Entries supplied ▸
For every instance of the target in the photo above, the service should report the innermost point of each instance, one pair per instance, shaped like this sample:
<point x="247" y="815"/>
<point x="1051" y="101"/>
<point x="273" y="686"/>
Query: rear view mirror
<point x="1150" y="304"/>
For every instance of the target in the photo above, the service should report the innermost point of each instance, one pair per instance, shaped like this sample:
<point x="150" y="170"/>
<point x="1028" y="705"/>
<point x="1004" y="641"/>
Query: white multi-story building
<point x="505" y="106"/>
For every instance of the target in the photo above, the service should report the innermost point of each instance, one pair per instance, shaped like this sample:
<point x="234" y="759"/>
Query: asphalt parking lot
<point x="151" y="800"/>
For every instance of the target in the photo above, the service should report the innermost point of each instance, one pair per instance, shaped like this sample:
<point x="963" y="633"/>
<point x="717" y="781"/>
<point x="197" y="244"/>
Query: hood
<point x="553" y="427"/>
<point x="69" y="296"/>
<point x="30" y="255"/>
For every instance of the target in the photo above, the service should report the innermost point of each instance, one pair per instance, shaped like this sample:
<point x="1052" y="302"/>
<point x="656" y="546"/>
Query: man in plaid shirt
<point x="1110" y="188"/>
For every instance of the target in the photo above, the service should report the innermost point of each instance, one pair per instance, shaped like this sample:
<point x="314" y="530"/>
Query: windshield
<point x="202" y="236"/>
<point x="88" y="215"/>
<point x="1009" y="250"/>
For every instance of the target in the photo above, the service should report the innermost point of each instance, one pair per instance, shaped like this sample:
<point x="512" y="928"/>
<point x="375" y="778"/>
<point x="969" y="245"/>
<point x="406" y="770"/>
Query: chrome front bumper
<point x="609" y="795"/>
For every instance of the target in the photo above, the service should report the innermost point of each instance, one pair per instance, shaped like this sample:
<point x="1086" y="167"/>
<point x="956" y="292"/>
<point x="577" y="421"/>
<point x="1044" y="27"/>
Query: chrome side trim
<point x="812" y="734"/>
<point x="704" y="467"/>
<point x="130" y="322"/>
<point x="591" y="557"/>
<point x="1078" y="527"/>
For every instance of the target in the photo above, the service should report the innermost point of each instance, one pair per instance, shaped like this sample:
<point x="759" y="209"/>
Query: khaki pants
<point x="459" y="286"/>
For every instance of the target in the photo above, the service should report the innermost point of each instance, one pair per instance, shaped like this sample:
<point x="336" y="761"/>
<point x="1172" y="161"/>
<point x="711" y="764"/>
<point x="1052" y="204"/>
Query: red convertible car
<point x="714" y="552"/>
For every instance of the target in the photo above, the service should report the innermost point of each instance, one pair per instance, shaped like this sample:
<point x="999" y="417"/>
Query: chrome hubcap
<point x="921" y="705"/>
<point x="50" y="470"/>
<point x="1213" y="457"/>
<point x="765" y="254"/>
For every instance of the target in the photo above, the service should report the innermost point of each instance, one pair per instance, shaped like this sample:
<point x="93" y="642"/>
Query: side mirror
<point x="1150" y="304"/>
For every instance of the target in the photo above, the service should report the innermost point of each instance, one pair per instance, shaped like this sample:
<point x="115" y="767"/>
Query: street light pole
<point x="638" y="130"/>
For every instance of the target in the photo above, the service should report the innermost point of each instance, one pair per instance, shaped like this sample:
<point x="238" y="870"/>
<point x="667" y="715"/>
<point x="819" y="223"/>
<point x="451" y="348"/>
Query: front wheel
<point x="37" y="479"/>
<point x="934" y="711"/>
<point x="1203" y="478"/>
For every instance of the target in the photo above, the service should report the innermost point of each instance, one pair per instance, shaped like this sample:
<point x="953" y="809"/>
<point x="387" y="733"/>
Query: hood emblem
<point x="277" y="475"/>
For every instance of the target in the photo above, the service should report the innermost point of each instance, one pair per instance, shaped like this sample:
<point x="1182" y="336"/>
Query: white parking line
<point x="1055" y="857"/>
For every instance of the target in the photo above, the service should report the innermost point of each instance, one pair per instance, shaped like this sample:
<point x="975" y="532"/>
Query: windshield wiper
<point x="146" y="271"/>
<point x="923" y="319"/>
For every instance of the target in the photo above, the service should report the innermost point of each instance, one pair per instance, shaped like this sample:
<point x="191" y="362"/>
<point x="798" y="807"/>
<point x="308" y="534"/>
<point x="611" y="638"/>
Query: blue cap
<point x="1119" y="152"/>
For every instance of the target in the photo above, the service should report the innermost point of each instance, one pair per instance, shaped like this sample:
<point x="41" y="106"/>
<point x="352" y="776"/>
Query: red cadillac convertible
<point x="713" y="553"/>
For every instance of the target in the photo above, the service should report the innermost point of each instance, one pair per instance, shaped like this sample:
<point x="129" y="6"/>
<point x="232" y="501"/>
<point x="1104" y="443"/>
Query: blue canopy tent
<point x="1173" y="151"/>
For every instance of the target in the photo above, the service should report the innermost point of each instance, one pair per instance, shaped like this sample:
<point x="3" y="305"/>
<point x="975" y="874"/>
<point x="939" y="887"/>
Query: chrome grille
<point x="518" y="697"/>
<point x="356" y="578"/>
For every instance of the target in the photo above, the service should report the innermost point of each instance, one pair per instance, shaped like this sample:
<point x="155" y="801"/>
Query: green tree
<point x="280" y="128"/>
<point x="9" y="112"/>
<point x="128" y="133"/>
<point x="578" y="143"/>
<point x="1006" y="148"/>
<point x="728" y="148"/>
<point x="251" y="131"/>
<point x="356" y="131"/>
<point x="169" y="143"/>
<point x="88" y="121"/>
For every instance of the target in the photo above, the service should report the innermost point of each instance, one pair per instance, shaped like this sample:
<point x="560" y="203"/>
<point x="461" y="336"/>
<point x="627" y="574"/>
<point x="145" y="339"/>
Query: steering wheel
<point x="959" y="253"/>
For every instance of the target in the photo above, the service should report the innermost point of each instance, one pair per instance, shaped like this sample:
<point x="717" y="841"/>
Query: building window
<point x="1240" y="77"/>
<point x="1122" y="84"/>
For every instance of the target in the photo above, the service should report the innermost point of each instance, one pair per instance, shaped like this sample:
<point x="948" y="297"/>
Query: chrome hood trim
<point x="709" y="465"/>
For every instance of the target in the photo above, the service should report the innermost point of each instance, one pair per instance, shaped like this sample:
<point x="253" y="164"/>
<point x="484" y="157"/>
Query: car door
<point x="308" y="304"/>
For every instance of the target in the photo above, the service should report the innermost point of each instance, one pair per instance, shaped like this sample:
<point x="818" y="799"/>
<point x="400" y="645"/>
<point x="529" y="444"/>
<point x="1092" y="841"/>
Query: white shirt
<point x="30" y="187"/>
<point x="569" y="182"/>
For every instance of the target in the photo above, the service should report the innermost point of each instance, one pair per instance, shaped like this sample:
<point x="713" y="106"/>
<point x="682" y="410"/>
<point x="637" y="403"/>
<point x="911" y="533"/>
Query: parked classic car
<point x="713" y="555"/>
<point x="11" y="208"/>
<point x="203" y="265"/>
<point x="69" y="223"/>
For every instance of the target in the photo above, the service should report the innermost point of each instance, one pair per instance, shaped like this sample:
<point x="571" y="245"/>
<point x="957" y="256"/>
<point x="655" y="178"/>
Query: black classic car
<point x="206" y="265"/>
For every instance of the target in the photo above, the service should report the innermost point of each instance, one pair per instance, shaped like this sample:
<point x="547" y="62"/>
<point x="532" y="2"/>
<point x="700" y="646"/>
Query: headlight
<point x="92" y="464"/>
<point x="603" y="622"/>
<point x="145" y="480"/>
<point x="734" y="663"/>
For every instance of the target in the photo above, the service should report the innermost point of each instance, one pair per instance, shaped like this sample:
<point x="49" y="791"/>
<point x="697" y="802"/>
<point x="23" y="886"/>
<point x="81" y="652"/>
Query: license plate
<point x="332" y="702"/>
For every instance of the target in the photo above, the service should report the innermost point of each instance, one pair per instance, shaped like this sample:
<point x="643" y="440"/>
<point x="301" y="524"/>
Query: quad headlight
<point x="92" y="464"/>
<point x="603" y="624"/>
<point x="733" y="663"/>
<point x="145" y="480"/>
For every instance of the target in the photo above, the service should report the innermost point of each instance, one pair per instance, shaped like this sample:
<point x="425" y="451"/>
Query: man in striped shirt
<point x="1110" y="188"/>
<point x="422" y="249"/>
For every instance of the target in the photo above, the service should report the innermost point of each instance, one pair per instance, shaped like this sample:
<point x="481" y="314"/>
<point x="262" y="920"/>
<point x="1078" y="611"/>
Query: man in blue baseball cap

Work task ▸
Beginning with the line that contains "Query: black classic car", quote each line exactly through the last line of the entries above, and nothing beyond them.

Answer below ▸
Query: black classic car
<point x="206" y="265"/>
For every instance of the target in the photo above, the service should report the innermost point of each instance, one pair per instance, shaped like this sample:
<point x="547" y="62"/>
<point x="532" y="2"/>
<point x="700" y="646"/>
Query: headlight
<point x="92" y="464"/>
<point x="603" y="622"/>
<point x="145" y="480"/>
<point x="734" y="663"/>
For every instance of the target in the photo above, the service should report the innermost point of each instance, one pair per instance, shaped like this sample:
<point x="49" y="791"/>
<point x="697" y="802"/>
<point x="23" y="886"/>
<point x="81" y="652"/>
Query: license plate
<point x="332" y="702"/>
For every instance of the target in the photo above, the service should report the innermost point of each instance, one pair per instance, shaped like this sample:
<point x="643" y="440"/>
<point x="301" y="524"/>
Query: quad headlight
<point x="92" y="464"/>
<point x="603" y="624"/>
<point x="733" y="663"/>
<point x="145" y="480"/>
For every instance of the target in the photo above, the service should report the innermost point of each instance, one pair per instance, shaped like this sample:
<point x="425" y="451"/>
Query: man in striped shirt
<point x="1110" y="188"/>
<point x="422" y="249"/>
For every instance of the target in the photo above, the service should report the innermost point of each instance, one pair per instance, shaped like this sample:
<point x="481" y="314"/>
<point x="262" y="920"/>
<point x="1078" y="611"/>
Query: man in blue baseball cap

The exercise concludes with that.